#### READING TEXT ####
General formats ([]=optional):

   [python] zip-create.py [zipfile source [source...] [-skipcruft] [-atlinks]]
   [python] zip-extract.py [zipfile [unzipto] [-nofixlinks] [-permissions]]

Program library (Python code):

   $ export PYTHONPATH=$Z:$PYTHONPATH
   $ py
   >>> import ziptools, glob
   >>> cruftdflt = ziptools.cruft_skip_keep

   >>> ziptools.createzipfile('myarchive.zip', ['mycontent'], cruftpatts=cruftdflt)

   >>> ziptools.extractzipfile('myarchive.zip', pathto='myunzipdir')

   >>> ziptools.extractzipfile('myarchive.zip', pathto='myunzipdir', permissions=True)

   >>> ziptools.createzipfile('../myarchive.zip', glob.glob('*'), cruftpatts=cruftdflt)

Related tools ($C=code-install folder):

   $ py $C/mergeall/mergeall.py mycontent myunzipdir/mycontent -report -skipcruft 
   $ py $C/mergeall/diffall.py  mycontent myunzipdir/mycontent -skipcruft
         # verify results, per https://learning-python.com/mergeall.html (visit)


===============================================================================
OVERVIEW
===============================================================================

Python's standard zipfile module does great low-level work, but this 
package adds both much-needed features and higher-level access points, 
and documents some largely undocumented dark corners of Python's zipfile
along the way.  Among its features, ziptools:

   + Adds entire folder trees to zipfiles automatically 
   + Propagates original modtimes for files, folders, and links
   + Can either include or skip system "cruft" files on request
   + Supports symlinks to files and folders on Unix and Windows
   + Supports long pathnames on Windows beyond its normal limits 
   + Propagates file-access permissions for all items on request 

Although Python's shutil module has simple zipfile wrappers that add 
folders (make_archive()) and extract all items (unpack_archive()), they
don't do anything about modtimes, permissions, symlinks, system cruft,
and long Windows paths supported here.  With ziptools:

Folders
   are added to zipfiles as a whole automatically with extra code,
   a sorely missed feature of Python's standard module.  Folders
   are also automatically extracted from zipfiles in full, and no
   user steps are required to enable folder zips and unzips.
####
* _WRITTEN PROBLEM_: Reproduce the ziptools text word for word, beginning at the line that contains "Related tools ($C=code-install" and stopping after "per https://learning-python.com/mergeall.html (visit)". The material after this point is separate from the ziptools text.
#### ENTRIES ####
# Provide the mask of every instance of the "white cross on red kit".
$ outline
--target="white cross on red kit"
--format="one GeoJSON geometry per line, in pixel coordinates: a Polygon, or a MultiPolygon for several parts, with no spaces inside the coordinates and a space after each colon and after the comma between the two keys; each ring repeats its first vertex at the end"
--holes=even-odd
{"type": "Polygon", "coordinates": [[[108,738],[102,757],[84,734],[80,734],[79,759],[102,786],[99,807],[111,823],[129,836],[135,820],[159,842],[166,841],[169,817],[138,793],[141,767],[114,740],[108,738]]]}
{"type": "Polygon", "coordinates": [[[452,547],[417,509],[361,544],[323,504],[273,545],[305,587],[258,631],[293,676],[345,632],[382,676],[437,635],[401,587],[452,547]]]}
####
* _REPLY TO THE TASK_:
Related tools ($C=code-install folder):

   $ py $C/mergeall/mergeall.py mycontent myunzipdir/mycontent -report -skipcruft 
   $ py $C/mergeall/diffall.py  mycontent myunzipdir/mycontent -skipcruft
         # verify results, per https://learning-python.com/mergeall.html (visit)